§ **WHAT IS BEING ASKED**
Check every line of the records below for the string "request" and copy the ones that have it.

§ **DATA FOR PROCESSING**
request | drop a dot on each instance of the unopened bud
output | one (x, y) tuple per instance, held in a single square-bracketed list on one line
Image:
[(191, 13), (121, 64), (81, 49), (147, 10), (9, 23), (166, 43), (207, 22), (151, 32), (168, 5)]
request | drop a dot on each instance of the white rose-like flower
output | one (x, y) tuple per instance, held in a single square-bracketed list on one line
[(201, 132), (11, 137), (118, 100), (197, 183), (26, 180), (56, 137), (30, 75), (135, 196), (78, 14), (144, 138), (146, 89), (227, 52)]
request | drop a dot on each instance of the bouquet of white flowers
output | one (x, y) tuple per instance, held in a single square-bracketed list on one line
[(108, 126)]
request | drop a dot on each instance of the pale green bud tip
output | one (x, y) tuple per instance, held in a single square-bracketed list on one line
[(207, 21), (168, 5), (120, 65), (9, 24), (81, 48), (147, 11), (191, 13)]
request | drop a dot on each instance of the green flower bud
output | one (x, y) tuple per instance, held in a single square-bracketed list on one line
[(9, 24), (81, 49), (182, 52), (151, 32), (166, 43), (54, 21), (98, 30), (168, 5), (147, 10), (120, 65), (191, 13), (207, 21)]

§ **RESPONSE TO THE EXERCISE**
request | drop a dot on each instance of the unopened bud
request | drop a dot on each instance of the white rose-like flower
request | drop a dot on each instance of the bouquet of white flowers
request | drop a dot on each instance of the pale green bud tip
request | drop a dot on each instance of the green flower bud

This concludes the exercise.